Each record below should be repeated precisely as written.

SUPPLIED RECORDS:
════════════════════

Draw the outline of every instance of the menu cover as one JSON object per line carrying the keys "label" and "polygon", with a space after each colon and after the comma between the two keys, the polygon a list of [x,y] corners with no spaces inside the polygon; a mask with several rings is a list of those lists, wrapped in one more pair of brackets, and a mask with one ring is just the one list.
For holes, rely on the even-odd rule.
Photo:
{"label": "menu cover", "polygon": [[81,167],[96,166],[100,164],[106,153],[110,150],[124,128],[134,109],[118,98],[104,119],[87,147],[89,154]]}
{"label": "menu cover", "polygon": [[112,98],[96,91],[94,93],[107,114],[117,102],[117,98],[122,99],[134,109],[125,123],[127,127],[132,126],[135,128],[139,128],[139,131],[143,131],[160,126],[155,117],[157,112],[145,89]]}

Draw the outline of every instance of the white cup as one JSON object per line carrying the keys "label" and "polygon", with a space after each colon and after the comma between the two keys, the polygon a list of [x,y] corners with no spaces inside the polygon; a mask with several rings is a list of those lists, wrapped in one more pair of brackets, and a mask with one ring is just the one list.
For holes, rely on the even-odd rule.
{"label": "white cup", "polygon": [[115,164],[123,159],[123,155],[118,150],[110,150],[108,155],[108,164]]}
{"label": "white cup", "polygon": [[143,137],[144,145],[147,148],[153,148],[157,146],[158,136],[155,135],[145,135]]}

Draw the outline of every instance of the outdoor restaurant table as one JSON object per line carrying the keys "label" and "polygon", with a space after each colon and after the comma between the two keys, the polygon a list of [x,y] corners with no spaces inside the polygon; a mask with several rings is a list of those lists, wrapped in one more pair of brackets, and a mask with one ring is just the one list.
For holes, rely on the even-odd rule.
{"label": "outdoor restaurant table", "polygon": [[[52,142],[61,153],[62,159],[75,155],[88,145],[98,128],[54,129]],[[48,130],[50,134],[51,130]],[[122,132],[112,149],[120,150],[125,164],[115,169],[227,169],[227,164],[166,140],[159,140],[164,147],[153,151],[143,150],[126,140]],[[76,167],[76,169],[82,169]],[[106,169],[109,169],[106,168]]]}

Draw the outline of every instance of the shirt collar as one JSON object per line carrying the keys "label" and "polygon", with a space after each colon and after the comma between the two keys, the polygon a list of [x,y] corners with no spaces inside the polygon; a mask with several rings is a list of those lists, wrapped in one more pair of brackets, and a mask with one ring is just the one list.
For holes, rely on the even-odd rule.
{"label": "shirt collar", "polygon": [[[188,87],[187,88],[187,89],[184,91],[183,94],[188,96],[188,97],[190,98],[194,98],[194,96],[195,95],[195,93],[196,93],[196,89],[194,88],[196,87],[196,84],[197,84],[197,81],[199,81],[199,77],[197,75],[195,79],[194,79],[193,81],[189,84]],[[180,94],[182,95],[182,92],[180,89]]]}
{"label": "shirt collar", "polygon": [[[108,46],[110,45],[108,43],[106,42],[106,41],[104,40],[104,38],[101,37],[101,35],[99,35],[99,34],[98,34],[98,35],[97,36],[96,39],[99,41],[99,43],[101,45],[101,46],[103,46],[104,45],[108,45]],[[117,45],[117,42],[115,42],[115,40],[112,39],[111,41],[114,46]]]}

════════════════════

WORKED SOLUTION:
Draw the outline of every instance of the menu cover as one JSON object per line carrying the keys "label" and "polygon", with a space after each colon and after the comma between the two keys, the polygon a list of [x,y] corners with no spaces inside the polygon; a mask with several rings is a list of those lists, wrapped in one more pair of brackets, and a mask with one ring is just the one list.
For holes, rely on the even-odd rule.
Photo:
{"label": "menu cover", "polygon": [[81,167],[96,166],[100,164],[106,153],[110,150],[124,128],[134,109],[118,98],[104,119],[87,147],[89,154]]}
{"label": "menu cover", "polygon": [[112,98],[96,91],[94,93],[107,114],[117,102],[117,98],[122,99],[134,109],[125,123],[127,127],[132,126],[135,128],[139,128],[139,131],[143,131],[160,126],[155,117],[157,112],[145,89]]}

Draw the outline of every instance of the white cup as one JSON object per line carrying the keys "label" and "polygon", with a space after each colon and after the comma between the two keys, the polygon a list of [x,y] corners with no spaces inside the polygon; a mask with several rings is a list of those lists, wrapped in one more pair of brackets, and a mask with one ring is just the one list.
For holes, rely on the even-odd rule.
{"label": "white cup", "polygon": [[115,164],[123,159],[123,155],[118,150],[110,150],[108,155],[108,164]]}
{"label": "white cup", "polygon": [[143,137],[144,145],[147,148],[153,148],[157,146],[158,136],[155,135],[145,135]]}

Draw the outline of every instance of the outdoor restaurant table as one JSON object per line carrying the keys "label" and "polygon", with a space after each colon and after the comma between the two keys, the polygon a list of [x,y] corners with no spaces inside the polygon; a mask with several rings is a list of those lists, wrapped in one more pair of brackets, and a mask with one ring is just the one list.
For holes, rely on the even-odd rule.
{"label": "outdoor restaurant table", "polygon": [[[52,142],[61,153],[62,159],[75,155],[88,145],[98,128],[54,129]],[[48,130],[50,134],[51,130]],[[122,132],[112,149],[120,150],[125,164],[115,169],[227,169],[227,164],[166,140],[159,140],[164,147],[153,151],[143,150],[126,140]],[[76,167],[76,169],[82,169]],[[106,169],[109,169],[106,168]]]}

Draw the outline of every instance of the shirt collar as one JSON object per line carrying the keys "label" and "polygon", with a space after each colon and after the comma between the two keys, the polygon a list of [x,y] corners with no spaces inside the polygon; a mask with several rings is a list of those lists, wrapped in one more pair of brackets, and a mask with one ring is just the one list.
For holes, rely on the even-odd rule.
{"label": "shirt collar", "polygon": [[[188,87],[187,88],[187,89],[184,91],[183,94],[188,96],[188,97],[190,98],[194,98],[194,96],[195,95],[195,93],[196,93],[196,89],[194,88],[196,87],[196,84],[197,84],[197,81],[199,81],[199,77],[197,75],[195,79],[194,79],[193,81],[189,84]],[[180,94],[182,95],[182,92],[180,89]]]}
{"label": "shirt collar", "polygon": [[[108,46],[110,45],[108,43],[106,42],[106,41],[104,40],[104,38],[101,37],[101,35],[99,35],[99,34],[98,34],[98,35],[97,36],[96,39],[99,41],[99,43],[101,45],[101,46],[103,46],[104,45],[108,45]],[[117,45],[117,42],[115,42],[115,40],[112,39],[111,41],[114,46]]]}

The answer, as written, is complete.